What you will do =
Please reproduce the line containing "Target: silver and orange train" and every line after it in the records below, exactly and with nothing else.
BEGIN Information supplied
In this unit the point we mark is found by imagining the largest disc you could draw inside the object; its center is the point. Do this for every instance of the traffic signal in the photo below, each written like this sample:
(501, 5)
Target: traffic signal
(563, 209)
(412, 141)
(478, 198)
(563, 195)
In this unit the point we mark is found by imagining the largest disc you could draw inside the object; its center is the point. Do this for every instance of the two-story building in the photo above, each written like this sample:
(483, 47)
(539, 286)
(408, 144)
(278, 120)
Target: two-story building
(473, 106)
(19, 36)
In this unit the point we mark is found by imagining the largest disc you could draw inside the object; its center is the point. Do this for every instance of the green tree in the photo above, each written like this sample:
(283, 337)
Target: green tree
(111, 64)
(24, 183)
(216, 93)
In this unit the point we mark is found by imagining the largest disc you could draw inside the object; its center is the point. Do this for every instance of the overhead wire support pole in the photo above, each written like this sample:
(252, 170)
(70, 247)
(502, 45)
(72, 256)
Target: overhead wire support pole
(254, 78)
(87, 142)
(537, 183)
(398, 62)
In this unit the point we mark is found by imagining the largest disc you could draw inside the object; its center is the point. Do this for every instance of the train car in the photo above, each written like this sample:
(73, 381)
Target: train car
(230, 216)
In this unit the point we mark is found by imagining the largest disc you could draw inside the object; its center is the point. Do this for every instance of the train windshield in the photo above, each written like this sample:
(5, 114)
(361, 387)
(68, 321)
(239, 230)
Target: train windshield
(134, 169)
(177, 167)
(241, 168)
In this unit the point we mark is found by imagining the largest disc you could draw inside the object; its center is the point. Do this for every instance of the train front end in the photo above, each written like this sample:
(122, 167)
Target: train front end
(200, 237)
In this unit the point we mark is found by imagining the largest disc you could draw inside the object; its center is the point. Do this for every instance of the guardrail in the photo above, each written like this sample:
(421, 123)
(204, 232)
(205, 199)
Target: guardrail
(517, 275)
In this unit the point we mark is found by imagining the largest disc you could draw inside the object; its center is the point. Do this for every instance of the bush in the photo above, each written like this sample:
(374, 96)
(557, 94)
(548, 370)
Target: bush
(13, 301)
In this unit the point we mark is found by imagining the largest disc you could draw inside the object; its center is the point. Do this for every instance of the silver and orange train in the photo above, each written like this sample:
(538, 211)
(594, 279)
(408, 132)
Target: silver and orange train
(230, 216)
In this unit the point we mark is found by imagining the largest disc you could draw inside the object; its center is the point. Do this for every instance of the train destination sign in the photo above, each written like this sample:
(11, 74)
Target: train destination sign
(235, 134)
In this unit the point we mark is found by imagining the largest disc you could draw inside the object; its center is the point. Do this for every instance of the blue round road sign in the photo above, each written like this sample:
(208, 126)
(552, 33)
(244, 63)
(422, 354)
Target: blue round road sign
END Information supplied
Exercise output =
Target: silver and orange train
(230, 216)
In this unit the point we mark is found by imagining the largest disc you could draw inside the object; its center is the point. Do this for every instance of the train destination sign in the photo above, each written like this sample:
(11, 74)
Target: train destination sign
(235, 134)
In this unit the point we mark is found by imagining the largest disc you could draw inside the object; its center is the point. Do this for every instance of the blue round road sign in the photo above, each written like this sample:
(208, 126)
(552, 33)
(244, 63)
(422, 354)
Target: blue round road sign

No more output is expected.